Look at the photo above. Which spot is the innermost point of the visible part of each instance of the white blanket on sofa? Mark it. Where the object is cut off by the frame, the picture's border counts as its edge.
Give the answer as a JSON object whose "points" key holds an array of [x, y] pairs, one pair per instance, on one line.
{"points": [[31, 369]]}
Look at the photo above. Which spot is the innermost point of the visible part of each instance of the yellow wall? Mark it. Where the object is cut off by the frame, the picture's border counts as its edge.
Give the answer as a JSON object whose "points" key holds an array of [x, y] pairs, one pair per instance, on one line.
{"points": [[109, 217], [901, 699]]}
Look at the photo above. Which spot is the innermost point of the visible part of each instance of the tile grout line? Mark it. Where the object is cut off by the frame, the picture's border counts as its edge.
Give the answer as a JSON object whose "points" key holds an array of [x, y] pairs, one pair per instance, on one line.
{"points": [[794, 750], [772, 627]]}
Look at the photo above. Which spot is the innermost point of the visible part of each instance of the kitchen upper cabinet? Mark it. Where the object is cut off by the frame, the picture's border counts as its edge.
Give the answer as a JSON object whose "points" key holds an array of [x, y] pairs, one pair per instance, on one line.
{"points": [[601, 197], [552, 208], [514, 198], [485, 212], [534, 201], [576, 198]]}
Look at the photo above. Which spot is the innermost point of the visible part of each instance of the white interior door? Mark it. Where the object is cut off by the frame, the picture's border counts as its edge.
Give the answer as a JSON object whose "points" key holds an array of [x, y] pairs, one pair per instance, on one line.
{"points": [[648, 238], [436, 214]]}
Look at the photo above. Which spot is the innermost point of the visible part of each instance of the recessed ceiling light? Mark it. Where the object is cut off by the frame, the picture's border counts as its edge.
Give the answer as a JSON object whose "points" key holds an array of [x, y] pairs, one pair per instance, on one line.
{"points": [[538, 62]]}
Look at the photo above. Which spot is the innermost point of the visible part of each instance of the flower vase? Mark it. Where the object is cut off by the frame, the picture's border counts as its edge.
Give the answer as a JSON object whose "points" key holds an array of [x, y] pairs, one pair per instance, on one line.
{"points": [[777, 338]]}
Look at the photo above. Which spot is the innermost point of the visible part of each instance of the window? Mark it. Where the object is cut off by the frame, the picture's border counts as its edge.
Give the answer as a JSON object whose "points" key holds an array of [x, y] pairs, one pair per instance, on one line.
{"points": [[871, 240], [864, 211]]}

————————

## Aim of the exercise
From the first line to the last, return the material exactly.

## Answer space
Look at the photo above. Which spot is the innermost point of the visible part of each instance of the white blanket on sofa? Mark it. Where the object is cut off by the frame, the picture's border counts as its edge.
Give the answer as a JSON object whose "points" key holds an array of [x, y] pairs, one pair per instance, on one line.
{"points": [[31, 369]]}
Look at the photo above. Which spot is the innermost point of the visible part of each instance of the yellow wall? Mark it. Where the object is cut off by the frame, the picture's border counts as its edge.
Give the answer as a JSON object whose "points" key holds an array of [x, y] pairs, one pair per instance, on one line.
{"points": [[109, 217], [901, 699]]}
Look at the photo above. Which spot is the innermost point of the visible part of each instance of the tile grout line? Mark it. Where the object is cut off by the frame, the picture's border counts as its edge.
Give the answer as a JSON object whose "points" key holds an array of [x, y] pairs, one pair per instance, on one line.
{"points": [[794, 750], [772, 627]]}
Look at the photo above. Which spot is the innermost point of the visible part of each instance of the kitchen upper cabinet? Mark it. Where the object is cut off by the frame, the picture's border counts as its edge.
Give the answer as a JSON object whose "points" key holds an array of [x, y] pairs, one pair per instance, on one line.
{"points": [[601, 197], [552, 208], [514, 198], [485, 212], [534, 201], [576, 198]]}
Look at the photo above. Which spot is the innermost point of the visible part of each instance of the white interior door? Mark it. Where the object is cut off by the frame, the picture's border counts as its edge.
Give the answer as a JSON object whose "points" key holds an array of [x, y] pairs, one pair per instance, on one line.
{"points": [[648, 238], [436, 214]]}
Look at the photo above. Which spot is the innermost point of the visible part of each instance of the recessed ceiling light? Mark it. Where the object is cut off by the frame, the picture's border counts as its edge.
Give the answer as a JSON object whose "points" key holds an array of [x, y] pairs, one pair per instance, on one line.
{"points": [[538, 62]]}
Look at the photo above. Which spot is the innermost point of the visible part of each instance of the flower vase? Mark it. Where the object is cut off by the frame, the picture's border counts as its edge.
Give the answer as a JSON object whose "points" key holds an array of [x, y] pairs, one pair per instance, on one line.
{"points": [[777, 338]]}
Look at the photo above. Which spot is the innermost point of the visible part of each instance of the window? Mark it. Where the object is cut off by the frame, the picture's border counts as its edge.
Give the answer as a JSON object whose "points" key holds an array of [x, y] pairs, one pair per instance, on one line.
{"points": [[871, 240], [864, 211]]}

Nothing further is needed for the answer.